## Provided text:
════════════════════

I first noticed the change on the way to Pittsburgh almost two weeks ago. Here and there, a blush of color amongst the green. A slight touch of yellow, a bit of red creeping in on the edges. Just accents.
On the way back almost a week later, there was more. Oh, it was still summer. But there was just a hint of the fall to come.
* * * * * * *
On my walk with the dog this morning, I ran into some old friends who were visiting family a block over. She's now an L-2, made Law Review this year. Made the Dean's List both semesters last year. A former employee, who decided on going to law school after being out of school for some years.
"We should get together."
"Well, you're busy with school right now."
"Yeah, but I'm trying not to lose contact with all my friends. My personal life has to have some priority."
I smiled. "It's OK. Your friends understand the whole delayed-gratification thing. Do what's important now, secure your future - there'll be time for us to socialize later."

════════════════════

## Set task A:
Translate this sentence from the blog post about early fall colors into Spanish: "On the way back almost a week later, there was more."
## Set task B:
In the blog post about early fall colors, what did the former employee make this year?
## Set task C:
Carry on the blog post about early fall colors, starting after its final line.
The listing that comes next has no connection to the blog post about early fall colors.

## Data listing:
════════════════════

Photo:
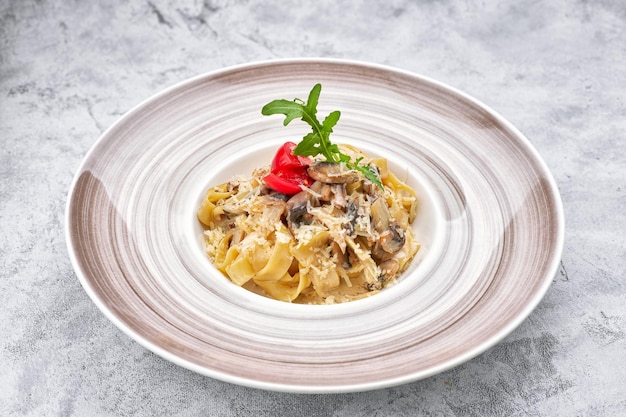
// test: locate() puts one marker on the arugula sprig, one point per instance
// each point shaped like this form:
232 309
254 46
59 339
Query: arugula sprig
317 142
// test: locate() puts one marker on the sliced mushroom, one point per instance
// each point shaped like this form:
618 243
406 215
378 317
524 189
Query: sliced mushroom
389 243
332 173
392 239
369 187
297 212
380 215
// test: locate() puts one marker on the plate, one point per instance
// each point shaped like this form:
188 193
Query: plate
490 223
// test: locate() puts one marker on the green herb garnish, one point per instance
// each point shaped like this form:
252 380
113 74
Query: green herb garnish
317 142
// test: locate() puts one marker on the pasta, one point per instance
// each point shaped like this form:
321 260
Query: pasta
340 239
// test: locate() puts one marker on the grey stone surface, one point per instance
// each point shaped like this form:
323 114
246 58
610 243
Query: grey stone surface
69 69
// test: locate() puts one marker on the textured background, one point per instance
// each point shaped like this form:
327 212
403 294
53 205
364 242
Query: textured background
69 69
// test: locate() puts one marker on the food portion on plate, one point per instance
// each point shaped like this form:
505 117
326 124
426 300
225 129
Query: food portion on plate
322 224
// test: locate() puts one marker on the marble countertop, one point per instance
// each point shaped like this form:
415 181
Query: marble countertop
68 70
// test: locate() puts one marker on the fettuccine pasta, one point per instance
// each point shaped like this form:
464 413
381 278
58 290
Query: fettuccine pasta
340 239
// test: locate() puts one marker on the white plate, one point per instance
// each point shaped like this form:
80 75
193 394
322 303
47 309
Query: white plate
491 225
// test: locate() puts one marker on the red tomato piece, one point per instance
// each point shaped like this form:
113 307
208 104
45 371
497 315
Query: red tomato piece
288 181
285 158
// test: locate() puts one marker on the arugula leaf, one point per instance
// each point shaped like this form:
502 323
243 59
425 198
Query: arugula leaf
318 141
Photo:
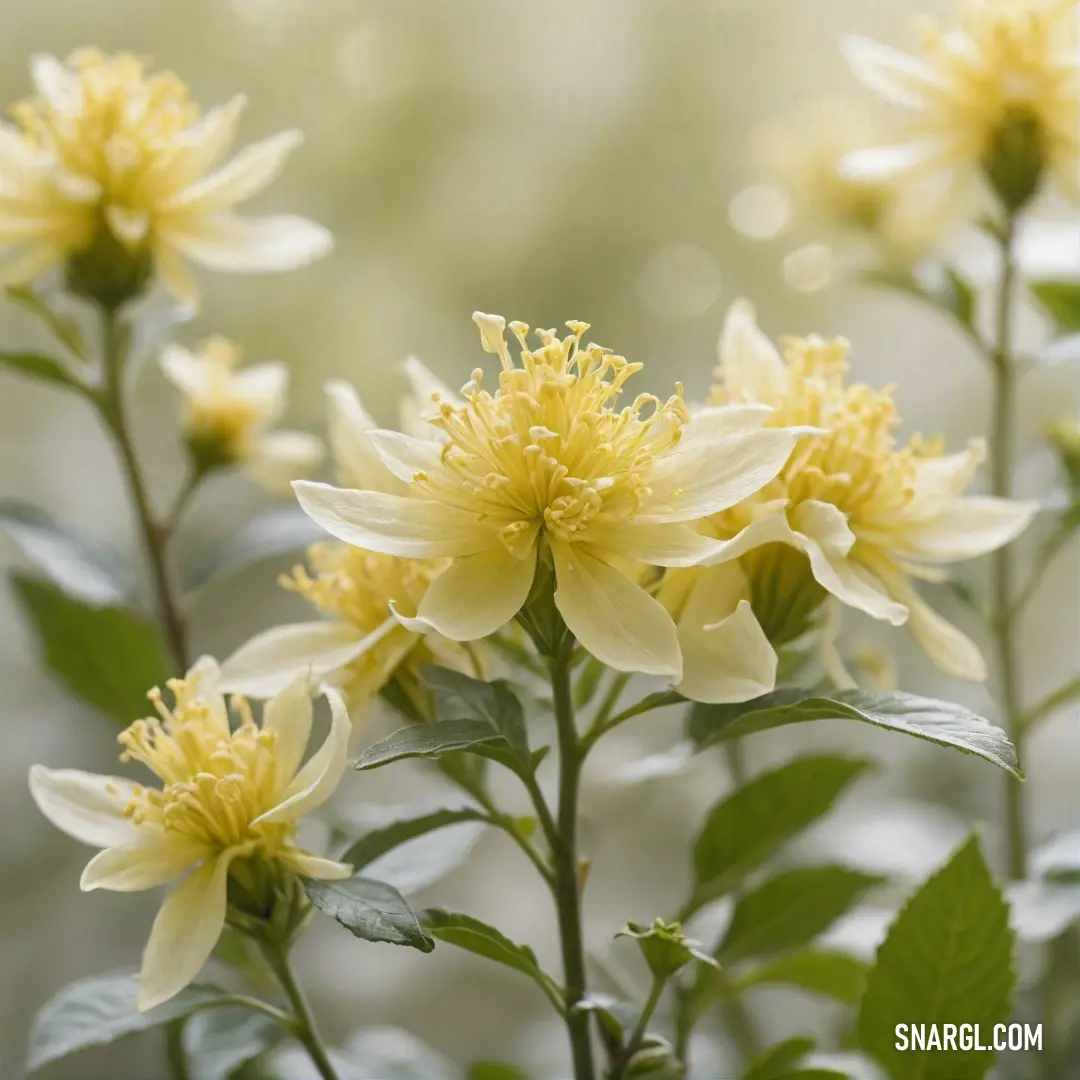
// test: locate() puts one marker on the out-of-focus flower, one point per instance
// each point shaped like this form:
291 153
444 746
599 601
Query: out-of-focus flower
225 815
109 163
851 514
362 645
995 97
229 413
547 472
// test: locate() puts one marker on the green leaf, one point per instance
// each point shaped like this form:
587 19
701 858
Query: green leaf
107 657
937 721
39 366
475 936
98 1010
458 696
947 959
746 827
791 909
1061 299
372 910
219 1042
377 842
429 740
832 974
85 569
271 535
779 1058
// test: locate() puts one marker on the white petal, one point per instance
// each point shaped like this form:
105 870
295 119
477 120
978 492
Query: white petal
613 618
319 778
750 364
247 174
898 77
405 456
288 715
153 860
969 527
281 457
656 544
706 478
726 655
184 933
248 245
476 595
270 661
84 805
348 424
393 524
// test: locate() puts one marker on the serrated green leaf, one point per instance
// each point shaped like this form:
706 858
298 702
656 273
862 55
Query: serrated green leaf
832 974
376 844
39 366
937 721
83 568
746 827
271 535
483 940
458 696
219 1042
372 910
429 740
1061 299
790 909
947 959
98 1010
779 1058
109 658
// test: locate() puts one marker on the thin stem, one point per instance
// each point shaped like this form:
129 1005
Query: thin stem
304 1023
113 410
567 886
1002 439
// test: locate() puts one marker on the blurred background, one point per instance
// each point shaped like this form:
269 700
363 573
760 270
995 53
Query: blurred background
564 159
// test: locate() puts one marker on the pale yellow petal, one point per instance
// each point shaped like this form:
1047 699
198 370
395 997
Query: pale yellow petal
84 805
184 933
613 618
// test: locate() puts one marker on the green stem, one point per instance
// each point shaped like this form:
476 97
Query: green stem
566 885
304 1023
113 410
1002 448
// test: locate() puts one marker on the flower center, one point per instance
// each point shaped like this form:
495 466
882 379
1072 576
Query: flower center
548 450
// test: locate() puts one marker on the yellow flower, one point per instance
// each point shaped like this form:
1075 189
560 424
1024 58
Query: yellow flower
851 514
361 644
547 468
996 96
106 149
229 801
229 413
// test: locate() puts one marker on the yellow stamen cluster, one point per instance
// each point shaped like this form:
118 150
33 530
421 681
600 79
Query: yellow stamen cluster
549 450
216 781
116 136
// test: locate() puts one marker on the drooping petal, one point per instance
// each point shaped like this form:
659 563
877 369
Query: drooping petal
271 660
184 933
613 618
969 527
726 655
476 595
84 805
750 363
319 778
247 245
709 477
311 866
156 859
393 524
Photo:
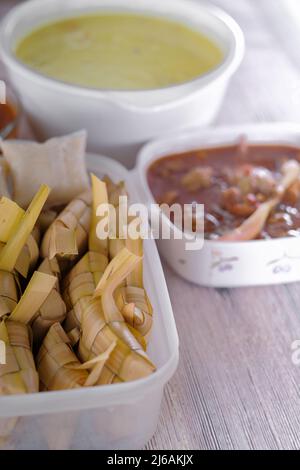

════════════════════

## Exercise output A:
En el camino de regreso, casi una semana después, había más.

## Exercise output B:
She made Law Review.

## Exercise output C:
* * * * * * *
It's an old argument. I remember having it some 35 years ago - and it had been going on for almost 20 years then: "Wouldn't it be better to address the problems we have here on Earth like poverty, war, and pollution rather than wasting money on sending people into space?"
Here's a good response:
I find it depressing that the moment anyone brings up the space program, someone (or several someones) out there trot out the old "we have other problems to solve" canard.As though the Department of Defense doesn't spend the entire NASA annual budget approximately every three days. As though the economic payoff for the manned AND unmanned space program has not been many times its cost in investment.
As though there isn't a space telescope out there right now that will tell us in less than 5 years just how frequent Earth-like planets are in the galaxy.
As though the entire 20th Century is insufficient proof that science, engineering, and technology can achieve things that were not only previously considered impossible, but were previously never imagined.
"Oh we'll never get a toehold outside of Earth because the stars are too far away and the solar system is too inhospitable" sounds an awful lot like "Heavier than air powered flight? you're loony."
The failure of imagination I find even at a highly educated and imaginative place like Metafilter depresses and distresses me. Because it means even here, where I've found the most rational, creative and intelligent people as you can probably find on the entire internet, the possibilities are just too many or too hard to grasp for some very influential members.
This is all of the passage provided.